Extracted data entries

----

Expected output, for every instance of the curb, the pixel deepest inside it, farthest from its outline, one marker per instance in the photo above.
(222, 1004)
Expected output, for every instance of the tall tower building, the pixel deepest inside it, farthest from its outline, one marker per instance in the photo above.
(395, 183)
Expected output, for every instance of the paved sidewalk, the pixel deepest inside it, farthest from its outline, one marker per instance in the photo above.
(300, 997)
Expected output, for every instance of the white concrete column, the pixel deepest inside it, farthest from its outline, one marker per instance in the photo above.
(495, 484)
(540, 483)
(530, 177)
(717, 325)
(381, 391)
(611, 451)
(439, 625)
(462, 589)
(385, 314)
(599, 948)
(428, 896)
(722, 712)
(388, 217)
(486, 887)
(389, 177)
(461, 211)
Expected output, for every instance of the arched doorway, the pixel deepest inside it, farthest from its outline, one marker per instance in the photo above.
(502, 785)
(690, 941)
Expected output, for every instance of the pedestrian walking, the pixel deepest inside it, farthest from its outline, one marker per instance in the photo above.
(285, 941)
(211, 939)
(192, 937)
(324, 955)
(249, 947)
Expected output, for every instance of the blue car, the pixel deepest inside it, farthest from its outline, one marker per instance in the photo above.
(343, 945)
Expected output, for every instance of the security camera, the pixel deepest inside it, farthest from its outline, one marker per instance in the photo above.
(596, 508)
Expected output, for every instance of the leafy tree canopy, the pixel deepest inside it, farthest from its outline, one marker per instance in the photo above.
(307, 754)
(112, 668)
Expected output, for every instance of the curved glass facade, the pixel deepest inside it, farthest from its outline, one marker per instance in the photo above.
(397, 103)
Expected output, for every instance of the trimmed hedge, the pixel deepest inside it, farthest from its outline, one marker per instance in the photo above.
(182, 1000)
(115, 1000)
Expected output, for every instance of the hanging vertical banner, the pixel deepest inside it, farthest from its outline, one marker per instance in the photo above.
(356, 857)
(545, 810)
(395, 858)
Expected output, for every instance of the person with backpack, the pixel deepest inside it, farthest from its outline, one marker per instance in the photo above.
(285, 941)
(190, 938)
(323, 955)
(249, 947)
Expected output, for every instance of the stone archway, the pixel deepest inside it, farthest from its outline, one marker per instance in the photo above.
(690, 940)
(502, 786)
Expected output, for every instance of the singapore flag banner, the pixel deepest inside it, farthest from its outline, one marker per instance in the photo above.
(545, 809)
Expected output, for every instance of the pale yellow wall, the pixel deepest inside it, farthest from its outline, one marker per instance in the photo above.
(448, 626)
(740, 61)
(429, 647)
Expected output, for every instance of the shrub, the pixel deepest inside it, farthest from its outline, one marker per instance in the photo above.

----

Requirement - The lines above should be printed again, exactly as they are.

Response to this exercise -
Expected output, for every instance of the curb, the pixel deepest inside it, farthest from its outline, one marker per instance in the photo above.
(222, 1004)
Expected output, for every instance of the tall tower building, the pixel deepest inside it, farthest from its outline, one marker per instance in the photo above.
(395, 183)
Expected output, for every instance of the paved sidewalk, the pixel deepest inside it, farthest from its outline, one marker per instance in the photo above.
(300, 997)
Expected output, for every instance of the white concrete column, the pixel deepest inside it, farthest from its outline, one marker per instance in the photo above.
(495, 484)
(540, 483)
(530, 177)
(717, 325)
(381, 391)
(611, 451)
(439, 625)
(462, 589)
(385, 314)
(599, 948)
(428, 896)
(722, 712)
(388, 217)
(486, 887)
(389, 177)
(461, 211)
Expected output, for every instance of the arched doorway, the pixel deepest inside it, farthest from its outline, one marker per instance in the photo above.
(502, 785)
(690, 941)
Expected output, for every instance of the pedestrian walking, the pixel deepest inside it, farthest from its outline, one marker per instance in the photo above.
(285, 941)
(211, 939)
(192, 937)
(324, 955)
(249, 947)
Expected output, for every instance of the blue car, the pixel deepest inside it, farthest from its outline, one marker per instance in the photo above.
(343, 945)
Expected output, for every instance of the security camera, the pixel deepest inside it, farthest from its outline, one marker per instance in the photo above.
(596, 508)
Expected output, for every instance of the leafy tree canopy, the pixel deepest inside it, farthest from its outline, one marker per instance in the photo above.
(307, 754)
(112, 668)
Expected output, for every instance of the curved glass facade, the pixel deepest inside it, farthest from its outline, one marker per instance in the photo above.
(397, 103)
Expected output, for every instance of the trimmed hedge, the pixel deepest inside it, farthest from its outline, one marker per instance in the photo above.
(182, 1000)
(115, 1000)
Expected output, for every instance of the hanging vertical banner, the pixel deepest inside it, farthest from its outline, one marker per instance in the photo above.
(356, 857)
(545, 810)
(395, 858)
Expected output, for every instance of the person with backpack, the pixel deepest inside it, farthest from its outline, one marker per instance in the photo above.
(285, 941)
(190, 938)
(323, 955)
(249, 947)
Expected output, for every instance of the stone archway, the pixel deepest inside it, farthest from its outline, one marker per instance in the photo above.
(690, 940)
(502, 786)
Expected output, for every instance of the singapore flag banner, the pixel deepest inside it, farthest from its outline, one marker per instance in the photo above.
(545, 809)
Expected output, for every instance of the pale yellow wall, the pixel deepest inside it, farthest from its outline, one marker per instance in the photo above.
(448, 626)
(740, 61)
(429, 647)
Expected output, for every instance of the shrub, the pixel deepest inside it, farthest from its outline, one marker per instance in the photo above.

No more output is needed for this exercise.